-- START OF Supplied data --

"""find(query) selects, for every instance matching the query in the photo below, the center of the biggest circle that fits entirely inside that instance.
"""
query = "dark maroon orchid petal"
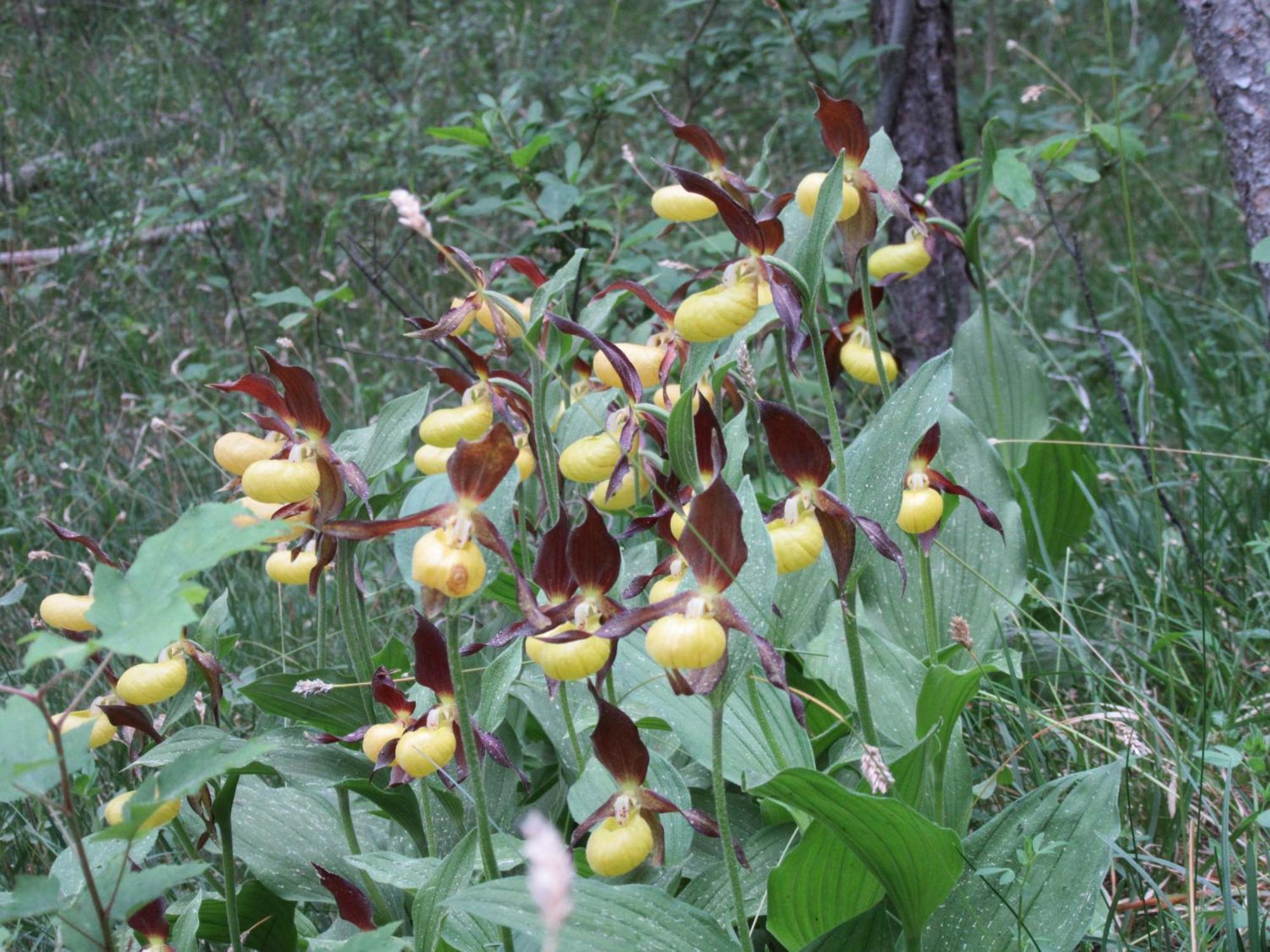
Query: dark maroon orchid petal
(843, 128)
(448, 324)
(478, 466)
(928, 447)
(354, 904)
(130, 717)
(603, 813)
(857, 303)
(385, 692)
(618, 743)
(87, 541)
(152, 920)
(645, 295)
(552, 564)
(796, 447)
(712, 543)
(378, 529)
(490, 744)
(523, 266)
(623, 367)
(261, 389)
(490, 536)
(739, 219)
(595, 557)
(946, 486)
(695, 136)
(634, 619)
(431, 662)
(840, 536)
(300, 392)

-- END OF Supplied data --
-- START OF Supplied data --

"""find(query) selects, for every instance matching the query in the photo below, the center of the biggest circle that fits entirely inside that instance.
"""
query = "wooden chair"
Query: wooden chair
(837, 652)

-- END OF Supplied data --

Show each line in the rows above that contains the string "petal", matching case exactly.

-- Written answer --
query = "dark maroon orchid petal"
Query: dark maroon orchid petal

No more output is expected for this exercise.